:: What this task involves ::
Update each item by changing "hardwood floor" to "area rug" and keeping everything else the same.

:: Input rows ::
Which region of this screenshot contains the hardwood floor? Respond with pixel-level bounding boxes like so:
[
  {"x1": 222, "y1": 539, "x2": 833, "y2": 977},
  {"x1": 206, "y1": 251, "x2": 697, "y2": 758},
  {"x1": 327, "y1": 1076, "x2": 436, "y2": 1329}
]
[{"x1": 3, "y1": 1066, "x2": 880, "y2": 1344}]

:: Task response ::
Which region of this screenshot contains the area rug? Respond with pixel-level bounding boxes like so:
[
  {"x1": 222, "y1": 539, "x2": 833, "y2": 977},
  {"x1": 206, "y1": 251, "x2": 697, "y2": 758},
  {"x1": 327, "y1": 1076, "x2": 436, "y2": 1329}
]
[{"x1": 3, "y1": 1066, "x2": 880, "y2": 1344}]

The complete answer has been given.